# Study material
== Segment start ==

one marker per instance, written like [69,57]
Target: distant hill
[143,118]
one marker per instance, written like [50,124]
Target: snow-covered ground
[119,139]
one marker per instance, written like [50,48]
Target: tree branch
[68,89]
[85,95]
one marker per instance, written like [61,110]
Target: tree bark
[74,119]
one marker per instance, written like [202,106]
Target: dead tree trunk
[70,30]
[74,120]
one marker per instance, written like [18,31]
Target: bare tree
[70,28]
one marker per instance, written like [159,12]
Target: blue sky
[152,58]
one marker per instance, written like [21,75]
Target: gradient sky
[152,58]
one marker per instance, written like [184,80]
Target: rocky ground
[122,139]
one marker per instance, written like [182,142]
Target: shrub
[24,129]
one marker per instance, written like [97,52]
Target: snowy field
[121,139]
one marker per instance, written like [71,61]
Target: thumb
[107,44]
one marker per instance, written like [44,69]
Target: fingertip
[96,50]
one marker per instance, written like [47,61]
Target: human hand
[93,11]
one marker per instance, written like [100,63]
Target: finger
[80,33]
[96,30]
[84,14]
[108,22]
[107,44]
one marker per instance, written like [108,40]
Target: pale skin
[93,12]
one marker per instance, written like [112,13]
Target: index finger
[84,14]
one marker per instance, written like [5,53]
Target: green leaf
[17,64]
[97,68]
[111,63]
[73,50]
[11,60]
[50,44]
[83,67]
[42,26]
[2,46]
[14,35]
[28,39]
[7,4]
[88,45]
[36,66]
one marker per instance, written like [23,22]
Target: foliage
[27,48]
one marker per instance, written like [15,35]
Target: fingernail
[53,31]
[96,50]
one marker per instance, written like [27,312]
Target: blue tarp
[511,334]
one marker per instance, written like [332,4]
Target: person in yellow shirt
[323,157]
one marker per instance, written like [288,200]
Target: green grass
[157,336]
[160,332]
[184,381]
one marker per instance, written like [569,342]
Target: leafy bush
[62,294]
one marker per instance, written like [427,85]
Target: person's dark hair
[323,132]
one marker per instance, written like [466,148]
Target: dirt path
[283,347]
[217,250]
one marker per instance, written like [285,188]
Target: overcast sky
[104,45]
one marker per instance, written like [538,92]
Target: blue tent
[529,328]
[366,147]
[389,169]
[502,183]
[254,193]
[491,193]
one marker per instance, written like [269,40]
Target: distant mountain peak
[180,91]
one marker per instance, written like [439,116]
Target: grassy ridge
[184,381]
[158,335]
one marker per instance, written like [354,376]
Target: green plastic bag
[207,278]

== Segment end ==
== Segment start ==

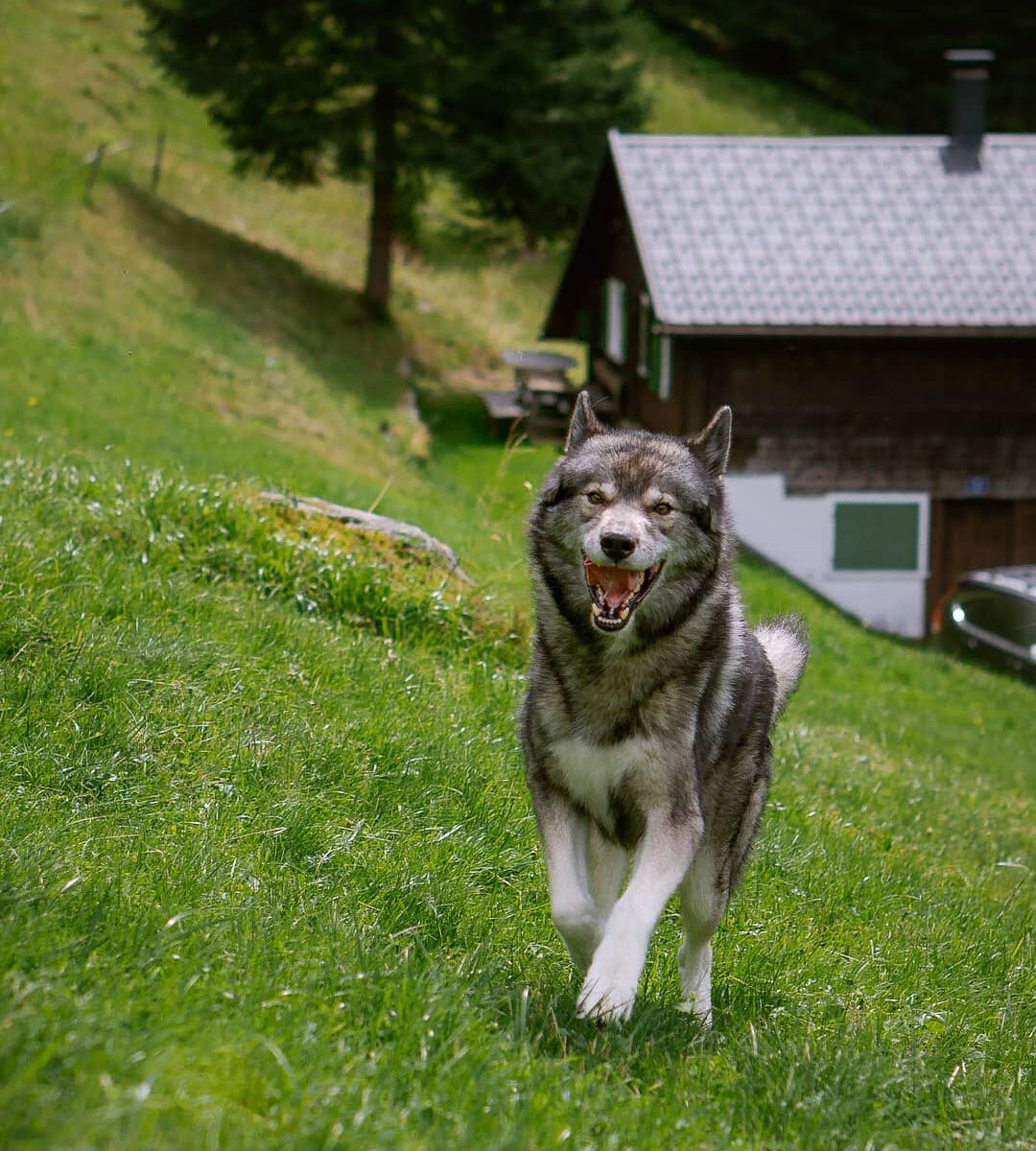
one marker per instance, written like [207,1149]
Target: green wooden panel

== Segment end ==
== Segment start ==

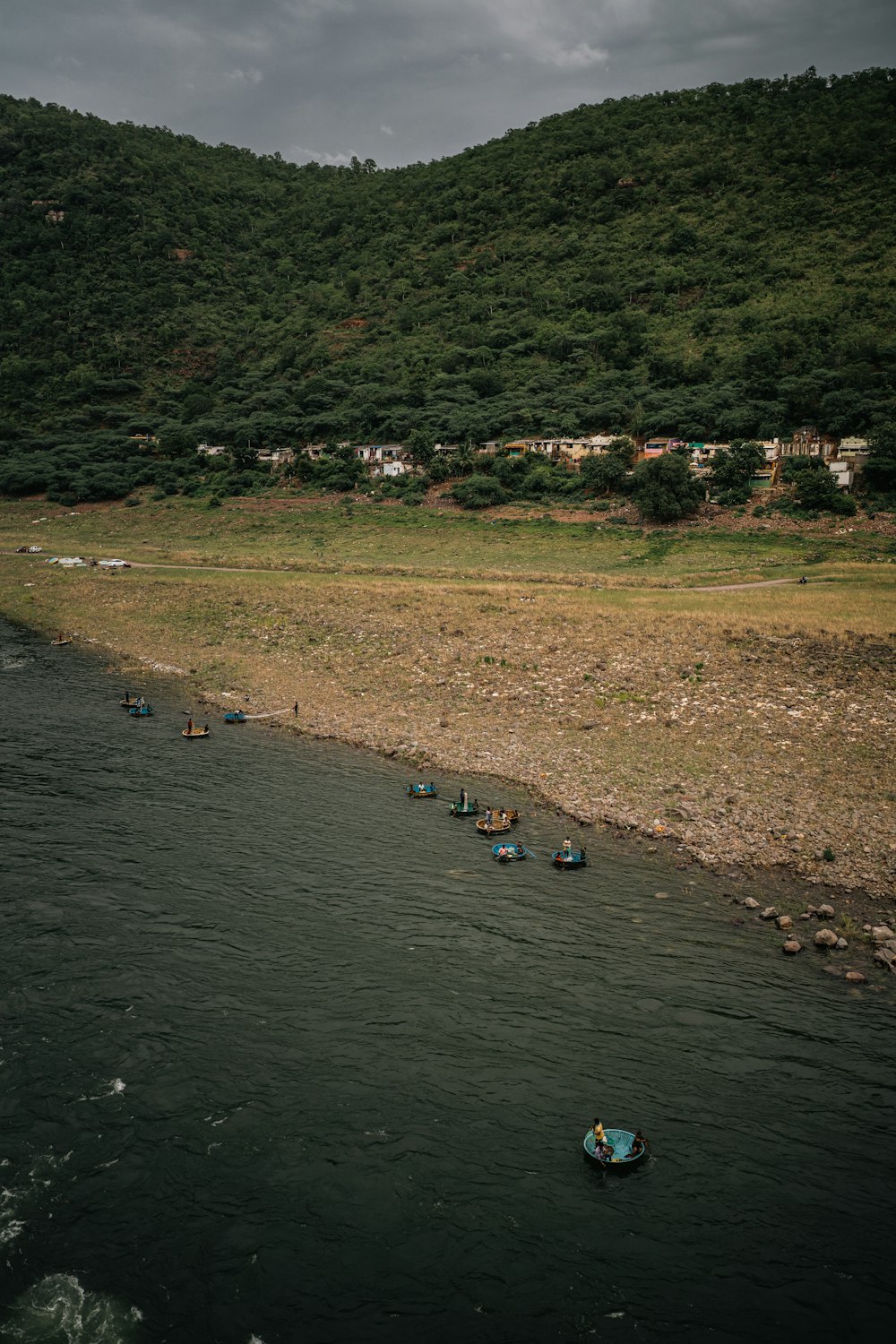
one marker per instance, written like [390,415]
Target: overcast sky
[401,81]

== Segment end ==

# Task
Of the entries listed above, reproduce only the lines starting at the line containing "one marker per instance, written like [69,57]" and ending at the line containing "one marker per instance, written like [202,106]". Include both, exactly as they stand.

# Result
one marker per instance, written like [69,57]
Target: distant hill
[143,118]
one marker per instance, written like [50,124]
Target: snow-covered ground
[119,139]
one marker per instance, written like [50,48]
Target: tree branch
[68,89]
[85,95]
one marker per instance, written like [61,110]
Target: tree bark
[74,119]
one marker per instance, written like [202,106]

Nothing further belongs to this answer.